About this task> Please output each entry in the material beneath exactly as shown.

Material supplied>

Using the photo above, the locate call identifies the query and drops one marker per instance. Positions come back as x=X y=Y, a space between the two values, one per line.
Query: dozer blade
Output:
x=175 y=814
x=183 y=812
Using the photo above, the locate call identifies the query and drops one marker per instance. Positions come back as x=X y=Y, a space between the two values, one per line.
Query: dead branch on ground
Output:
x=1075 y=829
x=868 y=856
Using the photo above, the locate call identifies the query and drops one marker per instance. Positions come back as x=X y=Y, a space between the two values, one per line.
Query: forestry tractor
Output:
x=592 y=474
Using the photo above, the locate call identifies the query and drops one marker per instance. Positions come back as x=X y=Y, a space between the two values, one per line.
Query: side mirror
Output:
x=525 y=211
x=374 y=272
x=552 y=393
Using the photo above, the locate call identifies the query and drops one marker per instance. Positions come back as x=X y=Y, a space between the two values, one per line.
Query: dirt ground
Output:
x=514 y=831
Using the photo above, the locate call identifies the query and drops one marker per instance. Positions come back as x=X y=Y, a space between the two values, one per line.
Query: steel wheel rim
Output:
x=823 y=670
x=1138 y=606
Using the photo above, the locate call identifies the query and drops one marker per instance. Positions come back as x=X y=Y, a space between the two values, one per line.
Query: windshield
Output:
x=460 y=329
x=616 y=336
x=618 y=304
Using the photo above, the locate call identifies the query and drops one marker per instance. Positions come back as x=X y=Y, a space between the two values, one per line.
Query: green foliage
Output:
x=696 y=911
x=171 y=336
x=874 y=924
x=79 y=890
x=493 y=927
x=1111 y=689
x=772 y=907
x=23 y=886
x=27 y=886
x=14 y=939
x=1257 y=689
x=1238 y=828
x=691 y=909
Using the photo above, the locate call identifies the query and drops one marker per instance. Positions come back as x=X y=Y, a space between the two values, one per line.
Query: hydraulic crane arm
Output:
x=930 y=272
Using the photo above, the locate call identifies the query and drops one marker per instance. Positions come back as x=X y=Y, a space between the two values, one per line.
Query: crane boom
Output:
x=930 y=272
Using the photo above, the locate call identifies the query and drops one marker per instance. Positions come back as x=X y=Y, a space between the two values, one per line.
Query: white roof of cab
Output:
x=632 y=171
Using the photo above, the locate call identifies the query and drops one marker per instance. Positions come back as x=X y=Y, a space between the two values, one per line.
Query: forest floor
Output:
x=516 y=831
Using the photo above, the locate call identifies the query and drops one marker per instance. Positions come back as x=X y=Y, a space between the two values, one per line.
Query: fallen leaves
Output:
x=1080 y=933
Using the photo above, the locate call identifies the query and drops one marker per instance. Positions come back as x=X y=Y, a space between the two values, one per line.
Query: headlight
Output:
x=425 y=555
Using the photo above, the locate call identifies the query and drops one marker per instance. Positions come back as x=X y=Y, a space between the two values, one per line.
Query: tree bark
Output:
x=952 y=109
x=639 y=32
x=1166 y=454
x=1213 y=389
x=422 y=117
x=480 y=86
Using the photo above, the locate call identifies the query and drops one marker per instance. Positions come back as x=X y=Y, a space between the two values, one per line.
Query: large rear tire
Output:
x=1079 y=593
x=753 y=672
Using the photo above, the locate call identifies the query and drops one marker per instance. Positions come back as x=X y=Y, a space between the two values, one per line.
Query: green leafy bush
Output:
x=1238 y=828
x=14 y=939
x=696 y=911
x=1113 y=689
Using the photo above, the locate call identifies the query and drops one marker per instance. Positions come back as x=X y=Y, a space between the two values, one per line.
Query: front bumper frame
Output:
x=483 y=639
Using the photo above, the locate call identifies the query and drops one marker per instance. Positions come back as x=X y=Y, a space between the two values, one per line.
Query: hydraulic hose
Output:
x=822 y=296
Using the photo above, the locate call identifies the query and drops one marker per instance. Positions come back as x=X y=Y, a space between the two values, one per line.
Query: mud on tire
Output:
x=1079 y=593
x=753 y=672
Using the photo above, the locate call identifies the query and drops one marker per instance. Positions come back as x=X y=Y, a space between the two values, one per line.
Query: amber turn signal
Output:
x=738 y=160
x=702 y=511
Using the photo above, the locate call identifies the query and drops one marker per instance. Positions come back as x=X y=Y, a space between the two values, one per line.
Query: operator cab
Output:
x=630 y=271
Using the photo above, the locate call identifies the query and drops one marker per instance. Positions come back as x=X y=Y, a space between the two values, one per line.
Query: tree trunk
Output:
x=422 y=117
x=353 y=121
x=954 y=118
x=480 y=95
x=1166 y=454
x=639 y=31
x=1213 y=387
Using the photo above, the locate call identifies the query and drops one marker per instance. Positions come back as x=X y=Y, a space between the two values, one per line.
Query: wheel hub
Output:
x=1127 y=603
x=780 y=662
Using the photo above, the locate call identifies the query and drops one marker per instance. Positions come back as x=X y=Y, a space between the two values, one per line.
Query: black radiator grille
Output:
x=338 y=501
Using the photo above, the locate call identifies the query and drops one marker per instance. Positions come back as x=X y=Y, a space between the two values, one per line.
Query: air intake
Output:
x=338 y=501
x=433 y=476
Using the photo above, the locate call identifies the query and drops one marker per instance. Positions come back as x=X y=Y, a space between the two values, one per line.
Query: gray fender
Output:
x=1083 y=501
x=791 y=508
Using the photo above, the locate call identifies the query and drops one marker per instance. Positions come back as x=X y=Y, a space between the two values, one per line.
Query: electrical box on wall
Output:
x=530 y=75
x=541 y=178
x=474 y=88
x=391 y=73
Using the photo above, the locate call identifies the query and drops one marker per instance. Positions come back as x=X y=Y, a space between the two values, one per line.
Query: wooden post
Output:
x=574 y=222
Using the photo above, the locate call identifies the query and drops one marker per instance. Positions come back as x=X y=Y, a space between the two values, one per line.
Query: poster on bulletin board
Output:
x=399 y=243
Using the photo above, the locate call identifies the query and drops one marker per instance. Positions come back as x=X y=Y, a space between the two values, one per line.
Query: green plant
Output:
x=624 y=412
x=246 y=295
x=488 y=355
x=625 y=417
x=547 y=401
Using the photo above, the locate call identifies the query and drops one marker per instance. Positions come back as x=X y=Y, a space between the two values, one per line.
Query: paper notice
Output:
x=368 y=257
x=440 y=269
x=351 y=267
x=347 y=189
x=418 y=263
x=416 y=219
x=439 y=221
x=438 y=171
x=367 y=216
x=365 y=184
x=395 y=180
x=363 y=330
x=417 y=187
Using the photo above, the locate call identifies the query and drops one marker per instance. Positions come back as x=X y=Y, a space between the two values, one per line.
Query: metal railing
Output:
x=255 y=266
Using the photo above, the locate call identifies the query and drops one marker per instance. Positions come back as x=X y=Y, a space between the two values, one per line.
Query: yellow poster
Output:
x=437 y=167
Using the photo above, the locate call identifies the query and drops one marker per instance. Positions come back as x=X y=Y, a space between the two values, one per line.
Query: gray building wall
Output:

Solution for this task>
Using the photo above, the locate call identifies the query and drops one marker per instance. Positions come back as x=X y=Y, a space between the two values, one per line.
Query: dozer blade
Output:
x=175 y=814
x=183 y=812
Using the photo above, the locate call identifies the query and drops one marker per instance. Positions come back as x=X y=Y, a space between the two values, one per line.
Query: dead branch on ground
Output:
x=1075 y=829
x=868 y=856
Using the photo above, the locate call identifies the query and drops one marker per instance. Positions come back as x=X y=Y, a space between the two values, one per line.
Query: forestry tractor
Output:
x=592 y=474
Using the photo above, the locate call identifies the query and drops one marker per instance. Positions come back as x=X y=Y, a space between the two values, one per line.
Query: side mirror
Output:
x=525 y=211
x=374 y=272
x=552 y=393
Using the photo above, the locate call identifies the query and drops one marker per instance. Positions come back as x=X y=Y, a space between the two values, one per line.
Query: dirt ground
Output:
x=514 y=831
Using the photo above, the locate call identifies the query and drops one marker per instance. Positions come back as x=X y=Y, a space between the two values, one per line.
Query: steel wheel rim
Output:
x=823 y=670
x=1138 y=606
Using the photo above, the locate call identifies the query and drops one marker per instance. Positions come back as x=X y=Y, a space between the two values, one per line.
Query: windshield
Output:
x=460 y=329
x=616 y=336
x=618 y=304
Using the photo above, the locate call identifies the query and drops one marker per instance. Positions come back as x=X y=Y, a space between the two values, one per line.
Query: green foliage
Output:
x=696 y=911
x=171 y=336
x=874 y=924
x=79 y=890
x=493 y=927
x=1111 y=689
x=772 y=907
x=23 y=886
x=27 y=886
x=14 y=939
x=1257 y=689
x=1238 y=828
x=691 y=909
Using the photo above, the locate call identifies the query and drops one marker per instance. Positions come back as x=X y=Y, a space between the two values, one per line.
Query: hydraulic crane arm
Output:
x=930 y=272
Using the photo above, the locate call identifies the query and drops one marker per instance. Positions come back as x=X y=Y, a space between the two values, one per line.
Query: crane boom
Output:
x=930 y=272
Using the photo above, the locate call identifies the query and drops one marker per instance. Positions come back as x=X y=Y, a space between the two values, one per line.
Query: white roof of cab
Output:
x=632 y=171
Using the photo above, the locate call identifies the query and drops one marker per instance. Positions come back as x=X y=Y, a space between the two values, one per line.
Query: forest floor
Output:
x=516 y=831
Using the photo above, the locate call identifies the query and drops one marker per instance. Positions come back as x=X y=Y, a space between the two values, one per line.
Query: fallen leaves
Output:
x=1080 y=933
Using the photo above, the locate call identifies the query and drops one marker per instance. Positions come back as x=X y=Y, a space between the two values, one per line.
Query: headlight
Output:
x=425 y=555
Using the photo above, the locate call identifies the query and drops one marker per instance. Positions come back as x=X y=Y, a space between the two values, one per line.
Query: tree bark
Output:
x=952 y=109
x=639 y=32
x=1166 y=454
x=1213 y=389
x=422 y=117
x=480 y=86
Using the photo above, the locate call identifies the query and drops one marker per instance. Positions come back as x=X y=Y, a space between the two values, one per line.
Query: large rear tire
Output:
x=1079 y=593
x=753 y=672
Using the photo above, the locate call identifies the query and drops one marker per instance. Positions come back as x=X y=Y, a space between the two values, one per line.
Query: green leafy bush
Output:
x=1238 y=828
x=14 y=939
x=696 y=911
x=1113 y=689
Using the photo above, the locate call identifies the query and drops one marker per instance. Positions come back as x=X y=Y, a space between the two values, one per line.
Query: front bumper frame
Output:
x=483 y=639
Using the photo above, the locate call identifies the query and drops one marker per instance. Positions come back as x=X y=Y, a space between the two values, one per line.
Query: hydraulic hose
Output:
x=822 y=296
Using the photo above, the locate call identifies the query and drops one marker per instance. Positions come back as x=X y=Y, a space between the two values, one per line.
Query: mud on tire
Output:
x=1079 y=593
x=753 y=672
Using the photo above, the locate call identifies the query and drops one marker per instance. Positions come back as x=X y=Y, a space between the two values, one per line.
Query: amber turn signal
Output:
x=738 y=160
x=702 y=511
Using the photo above, the locate call identifies the query and drops one marker per instance. Positions come back as x=X y=Y, a space between the two values, one per line.
Query: operator cab
Output:
x=630 y=271
Using the photo above, the locate call identifies the query and drops one marker per instance. Positions come back as x=X y=Y, a space between the two values, one per line.
Query: tree trunk
Output:
x=422 y=117
x=353 y=121
x=954 y=118
x=480 y=95
x=1166 y=454
x=639 y=31
x=1213 y=387
Using the photo above, the locate call identifies the query and drops one marker per instance. Positions come back as x=X y=Y, a space between the two values, one per line.
Query: wheel hub
Output:
x=1127 y=603
x=780 y=662
Using the photo above, the locate call identifies the query and drops one marker per instance. Positions come back as x=X y=Y, a space between the two values, one per line.
Query: black radiator grille
Output:
x=338 y=501
Using the photo above, the locate call identifies the query and drops one marker per instance. Positions come back as x=X y=Y, a space between the two values, one per line.
Query: air intake
Output:
x=338 y=501
x=433 y=476
Using the photo above, the locate call identifies the query and drops one marker per instance. Positions come back as x=X y=Y, a space between the two values, one per line.
Query: gray fender
Output:
x=1083 y=501
x=791 y=508
Using the photo above, the locate call identifies the query and drops one marker per instance. Positions come back as x=X y=Y, a space between the two values, one per line.
Query: electrical box on wall
Output:
x=530 y=75
x=541 y=178
x=474 y=88
x=391 y=73
Using the photo above, the locate call identifies the query and drops one marker per instance. Positions come back as x=X y=Y, a space between the two values, one per line.
Query: wooden post
Output:
x=574 y=222
Using the photo above, the locate call identifies the query and drops one marker per instance. Positions come back as x=X y=Y, a space between the two values, one per line.
Query: poster on bulletin board
Output:
x=399 y=243
Using the photo above, the locate call identifies the query and drops one marker per instance. Positions come back as x=X y=Y, a space between the two values, one per line.
Query: green plant
Output:
x=624 y=412
x=246 y=295
x=488 y=355
x=625 y=417
x=547 y=401
Using the photo above, the locate call identifies the query and drops one marker per instance. Positions come back as x=X y=Y, a space between the two values, one per line.
Query: paper notice
Output:
x=368 y=257
x=440 y=269
x=351 y=267
x=347 y=189
x=418 y=263
x=416 y=219
x=439 y=221
x=438 y=171
x=367 y=216
x=365 y=184
x=395 y=180
x=363 y=330
x=417 y=187
Using the photo above, the locate call identifies the query and drops one marker per instance. Positions come back as x=X y=Y, a space between the two values, one per line.
Query: metal railing
Output:
x=255 y=266
Using the photo above, the locate call identifies the query and drops one marker per instance. Positions come back as x=X y=Y, a space between the two values, one per line.
Query: yellow poster
Output:
x=437 y=167
Using the photo above, the locate call identifies the query and drops one marker per instance. Positions come back as x=X y=Y, a space between the two values, one per line.
Query: gray building wall
Output:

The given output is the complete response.